Bounding box data excerpts:
━━━━

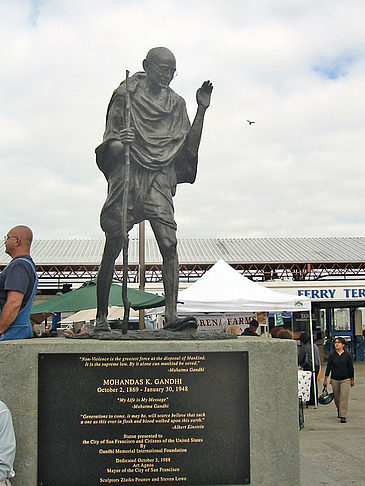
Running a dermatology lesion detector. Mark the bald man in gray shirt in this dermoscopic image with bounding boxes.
[0,401,16,486]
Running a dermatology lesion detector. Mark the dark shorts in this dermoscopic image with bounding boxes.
[100,159,177,237]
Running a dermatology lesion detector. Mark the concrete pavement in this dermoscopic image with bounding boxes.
[299,362,365,486]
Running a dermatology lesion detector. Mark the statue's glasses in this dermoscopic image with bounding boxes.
[3,235,18,243]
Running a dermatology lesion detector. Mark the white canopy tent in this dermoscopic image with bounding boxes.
[148,260,311,315]
[147,260,317,404]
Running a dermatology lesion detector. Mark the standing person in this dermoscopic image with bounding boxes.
[0,401,16,486]
[298,332,321,405]
[323,337,355,424]
[0,226,38,341]
[95,47,213,331]
[241,319,259,337]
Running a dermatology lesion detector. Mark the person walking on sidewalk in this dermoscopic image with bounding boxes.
[323,337,355,424]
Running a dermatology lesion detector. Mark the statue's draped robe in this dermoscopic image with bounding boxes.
[96,73,198,235]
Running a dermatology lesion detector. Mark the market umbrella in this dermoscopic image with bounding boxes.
[31,280,165,314]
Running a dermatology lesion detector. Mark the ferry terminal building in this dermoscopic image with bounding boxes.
[0,237,365,360]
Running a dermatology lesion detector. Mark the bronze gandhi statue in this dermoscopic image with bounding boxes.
[95,47,213,331]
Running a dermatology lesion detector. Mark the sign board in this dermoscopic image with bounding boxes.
[38,352,250,486]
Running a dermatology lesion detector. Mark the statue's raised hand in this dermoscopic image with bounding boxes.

━━━━

Rewrite the listing above as a Markdown table with the columns "No." and "Text," giving each line its own numbered row, omitting blank lines and leaving out the pictures.

| No. | Text |
|---|---|
| 1 | Running a dermatology lesion detector. Mark the bald man in gray shirt in this dermoscopic image with bounding boxes. |
| 2 | [0,401,16,486] |
| 3 | Running a dermatology lesion detector. Mark the dark shorts in this dermoscopic image with bounding boxes. |
| 4 | [100,159,177,237] |
| 5 | Running a dermatology lesion detector. Mark the concrete pavement in this dermoscopic image with bounding boxes. |
| 6 | [299,362,365,486] |
| 7 | Running a dermatology lesion detector. Mark the statue's glasses in this dermoscopic image with bounding boxes. |
| 8 | [3,235,18,243] |
| 9 | Running a dermatology lesion detector. Mark the white canopy tent in this dermoscopic image with bounding boxes. |
| 10 | [148,260,311,315] |
| 11 | [147,260,317,404] |
| 12 | Running a dermatology lesion detector. Mark the standing person in this dermoscopic image with bounding boxes. |
| 13 | [0,401,16,486] |
| 14 | [298,332,321,405] |
| 15 | [323,337,355,424] |
| 16 | [0,226,38,341] |
| 17 | [95,47,213,331] |
| 18 | [241,319,259,337] |
| 19 | Running a dermatology lesion detector. Mark the person walking on sidewalk in this dermoscopic image with bounding boxes. |
| 20 | [323,337,355,424] |
| 21 | Running a dermatology lesion detector. Mark the statue's draped robe in this dermoscopic image with bounding boxes. |
| 22 | [96,73,198,235] |
| 23 | Running a dermatology lesion detector. Mark the market umbrella in this dermoscopic image with bounding boxes. |
| 24 | [31,280,165,314] |
| 25 | Running a dermatology lesion detector. Mark the ferry terminal building in this dermoscopic image with bounding boxes. |
| 26 | [0,237,365,360] |
| 27 | Running a dermatology lesion detector. Mark the bronze gandhi statue in this dermoscopic image with bounding boxes. |
| 28 | [95,47,213,331] |
| 29 | Running a dermatology lesion detector. Mark the sign board in this dermoscopic image with bounding boxes. |
| 30 | [38,352,250,486] |
| 31 | Running a dermatology lesion detector. Mark the statue's raised hand in this dermoscopic image with bounding boxes. |